_SHORT PROBLEM_
Copy all the entries word for word, but omit the pictures.

_THE DATA_
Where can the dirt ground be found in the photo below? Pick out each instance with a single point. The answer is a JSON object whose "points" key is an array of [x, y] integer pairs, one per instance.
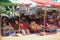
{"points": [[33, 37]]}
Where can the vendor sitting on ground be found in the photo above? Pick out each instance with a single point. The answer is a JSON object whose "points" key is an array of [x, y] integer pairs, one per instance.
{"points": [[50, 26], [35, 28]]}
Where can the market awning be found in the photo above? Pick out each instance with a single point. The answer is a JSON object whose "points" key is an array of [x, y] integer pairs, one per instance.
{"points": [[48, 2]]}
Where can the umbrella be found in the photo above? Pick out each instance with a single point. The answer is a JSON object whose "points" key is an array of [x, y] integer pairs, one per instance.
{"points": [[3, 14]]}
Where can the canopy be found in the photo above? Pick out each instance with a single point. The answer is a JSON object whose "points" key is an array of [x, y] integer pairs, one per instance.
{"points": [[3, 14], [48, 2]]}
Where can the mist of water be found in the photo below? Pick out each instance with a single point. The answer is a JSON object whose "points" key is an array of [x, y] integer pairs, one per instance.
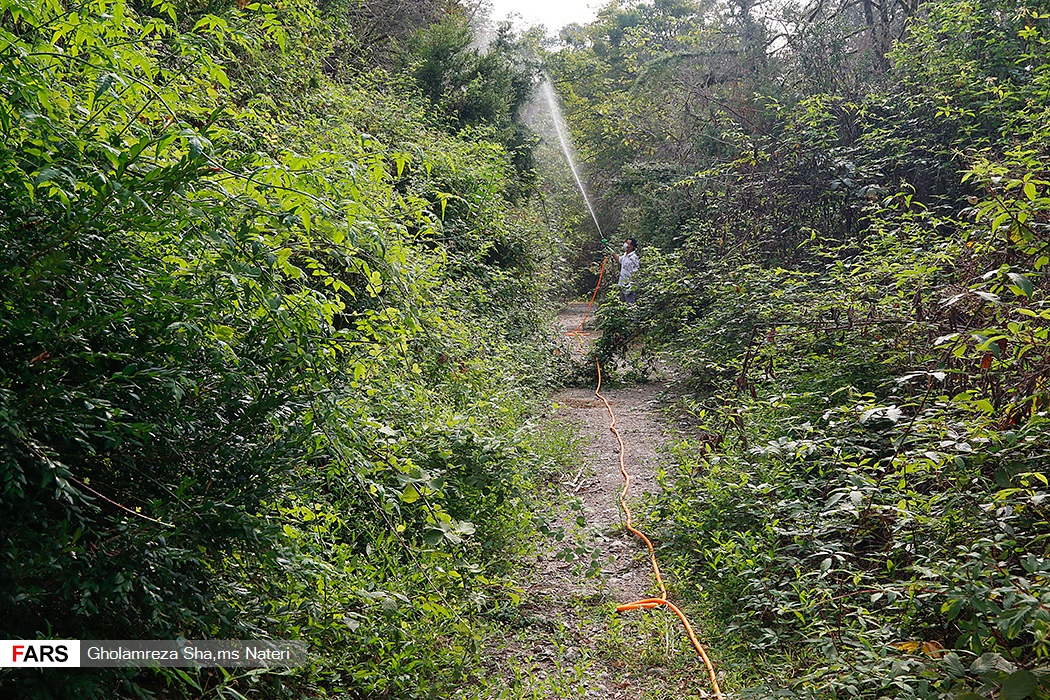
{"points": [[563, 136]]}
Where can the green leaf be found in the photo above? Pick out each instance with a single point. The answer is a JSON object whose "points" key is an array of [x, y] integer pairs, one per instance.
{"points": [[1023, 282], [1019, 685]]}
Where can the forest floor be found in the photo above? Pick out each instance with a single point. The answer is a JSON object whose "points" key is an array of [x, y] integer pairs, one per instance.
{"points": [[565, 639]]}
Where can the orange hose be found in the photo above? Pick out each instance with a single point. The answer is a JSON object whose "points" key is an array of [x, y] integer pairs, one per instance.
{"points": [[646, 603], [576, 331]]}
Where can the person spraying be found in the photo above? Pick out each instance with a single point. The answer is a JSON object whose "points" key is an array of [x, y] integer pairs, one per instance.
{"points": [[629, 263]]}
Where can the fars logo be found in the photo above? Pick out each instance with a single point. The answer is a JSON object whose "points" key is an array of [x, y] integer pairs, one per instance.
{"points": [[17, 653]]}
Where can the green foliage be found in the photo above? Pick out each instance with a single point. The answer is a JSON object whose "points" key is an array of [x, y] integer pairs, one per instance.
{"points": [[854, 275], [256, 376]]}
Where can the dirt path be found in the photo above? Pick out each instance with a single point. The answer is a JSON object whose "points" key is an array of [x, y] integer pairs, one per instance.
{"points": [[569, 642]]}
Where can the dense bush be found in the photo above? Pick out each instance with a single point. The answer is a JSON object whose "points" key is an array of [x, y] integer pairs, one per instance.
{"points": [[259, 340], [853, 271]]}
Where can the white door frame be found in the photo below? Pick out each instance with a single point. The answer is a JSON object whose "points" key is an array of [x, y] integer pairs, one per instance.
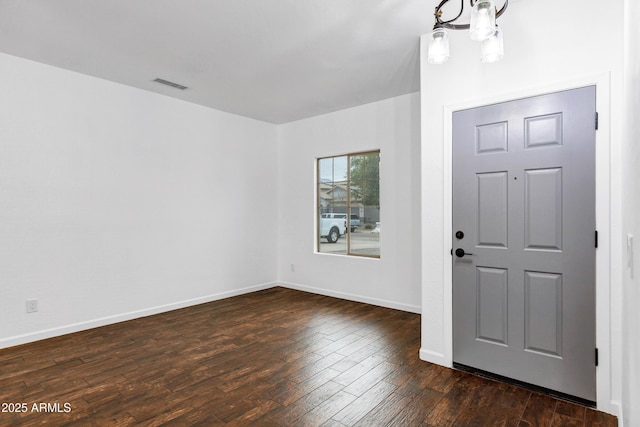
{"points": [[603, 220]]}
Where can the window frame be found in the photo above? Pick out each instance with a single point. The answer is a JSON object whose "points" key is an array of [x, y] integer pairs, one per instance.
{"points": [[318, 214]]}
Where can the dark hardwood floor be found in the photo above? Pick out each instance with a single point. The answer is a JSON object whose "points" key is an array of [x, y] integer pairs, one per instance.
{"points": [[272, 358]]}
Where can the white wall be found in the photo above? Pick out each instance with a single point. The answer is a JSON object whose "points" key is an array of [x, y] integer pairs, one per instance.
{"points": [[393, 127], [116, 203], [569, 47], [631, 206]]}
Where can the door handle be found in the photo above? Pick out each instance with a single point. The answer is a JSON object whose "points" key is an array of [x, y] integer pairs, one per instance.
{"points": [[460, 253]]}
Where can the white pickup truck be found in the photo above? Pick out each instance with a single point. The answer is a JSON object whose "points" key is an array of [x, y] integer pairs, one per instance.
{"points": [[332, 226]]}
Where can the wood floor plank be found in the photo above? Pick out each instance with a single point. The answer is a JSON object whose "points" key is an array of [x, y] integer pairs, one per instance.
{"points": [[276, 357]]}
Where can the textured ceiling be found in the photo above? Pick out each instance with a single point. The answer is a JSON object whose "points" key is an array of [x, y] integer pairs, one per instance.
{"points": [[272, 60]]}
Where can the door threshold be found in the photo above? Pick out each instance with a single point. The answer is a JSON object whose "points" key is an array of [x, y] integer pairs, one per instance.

_TASK OUTPUT_
Where can the dirt ground be found in the photo below? Pick out each instance with a single point. The answer is a JSON object whose "points" key is an array of [x, y] integer pairs, one per instance.
{"points": [[33, 37]]}
Where can the vendor sitting on ground be found in the photo above? Pick out each instance with a single point. The answer is a JSON object whose "points" key is an array of [x, y] integer pairs, one per instance.
{"points": [[50, 26], [35, 28]]}
Where can the market awning be found in the photo above? Pick out each instance with a single point. The answer is a JSON object whose "points" key is an array of [x, y] integer pairs, one per instance.
{"points": [[48, 2]]}
Where can the umbrella be found in the photo above? Pick out each instance with a single point. The answer is a JSON object whose "points" key is an array of [x, y] integer pairs, one per instance.
{"points": [[3, 14]]}
Where can the canopy be found in the photo above? Pick out each instance with a single point. The answer is a JSON object whose "points" key is an array of [x, y] integer pairs, one per instance.
{"points": [[3, 14], [48, 2]]}
Where can the mist of water be found in the photo below? Pick out each instance with a single point. The answer is a JSON object whose "points" key is an array of [x, y] integer pairs, one per instance.
{"points": [[563, 136]]}
Where can the green leaf be found in the photo above? Pick out each instance with a single point. The answer is a JSON object whose "points" key is an array of [x, y] integer pairs, one per instance.
{"points": [[1023, 282], [1019, 685]]}
Where can the forest floor be found in the photo above? Pick out each instance with a single point. The answer is a JSON object whose "points" key is an array of [x, y] integer pairs, one per instance.
{"points": [[565, 639]]}
Where can the orange hose be found in the photo above? Pick out each instance with a single point. The answer is a JSON object whose "points" key is an array of [x, y] integer pairs, one per instance.
{"points": [[646, 603], [576, 331]]}
Where can the person spraying be found in the photo above? Pick out each instance with a single point. The answer is a JSON object whose "points" key is an array of [x, y] integer pairs, one per instance.
{"points": [[629, 263]]}
Where can the fars logo be found in the photo above? Pick out each instance with a single point. The answer is a JSON object whose "points" key is an array of [x, y] integer pairs, one per instance.
{"points": [[17, 653]]}
Where can the green foliage be found in the photo above? Pick out each instance with a single point. The answer is a JSON object whose "points" key is an array of [x, y] integer pairs, one per instance.
{"points": [[854, 275], [256, 376]]}
Where can the dirt path be found in the photo above? Pick out each instance with a single point. The answer is a JSON object whose "points" key is an array of [x, y] integer pairs, one per instance.
{"points": [[569, 642]]}
Where can the dense bush be found in the photo above? Pick out each instance with a single point. The answer is a JSON object whose "points" key is an array of [x, y] integer pairs, one per instance.
{"points": [[259, 340], [853, 271]]}
Where can the white door frame be found in the photo below? Pick out each instance with a single point. The answer is a JSON object whose "points" key is an array of [x, y] integer pairs, one per instance.
{"points": [[603, 220]]}
Where can the window frame be found in the photo above? Pick out each instance with a single point. The answer is a JSON object whose "points" key is an array of [x, y] integer pairs, one per instance.
{"points": [[318, 214]]}
Where can the dark hardwood floor be found in the photo above? Pick out each instance with a single point. The answer is a JSON object whose "points" key is an array of [x, y] integer pairs, one per instance.
{"points": [[272, 358]]}
Where can the white wall be found in the photo above? Pick out each instance with a single point. The answer is a JSON object whose "points" key is an array of [x, y] integer pairs, one per instance.
{"points": [[393, 127], [116, 203], [569, 47], [631, 206]]}
Where can the door handle be found in the photo above? Pick out each instance with a single point. The answer is a JSON object whose "points" key is an array of [x, y] integer pairs, one per instance.
{"points": [[460, 253]]}
Where can the white pickup truck be found in the photo above? Pick out each instance with a single point. The answer is a JSON object whose "points" key is an array of [x, y] integer pairs, one per instance.
{"points": [[332, 226]]}
Where can the wood floor plank be found in the photo above? Pick out each instance with a single point. The answer is a JSON object whose "points" key is an array of [x, y] integer pairs, one per instance.
{"points": [[276, 357]]}
Where can the textured ceiling be found in the photo above? Pick out each instance with a single point. The answer is a JSON object whose "points" key is an array of [x, y] integer pairs, one per instance.
{"points": [[272, 60]]}
Where can the door threshold be found in the photo above? Pick out each instance with a single point. The answer is a JSON object whose "points" key is an array of [x, y] integer pairs, one per instance.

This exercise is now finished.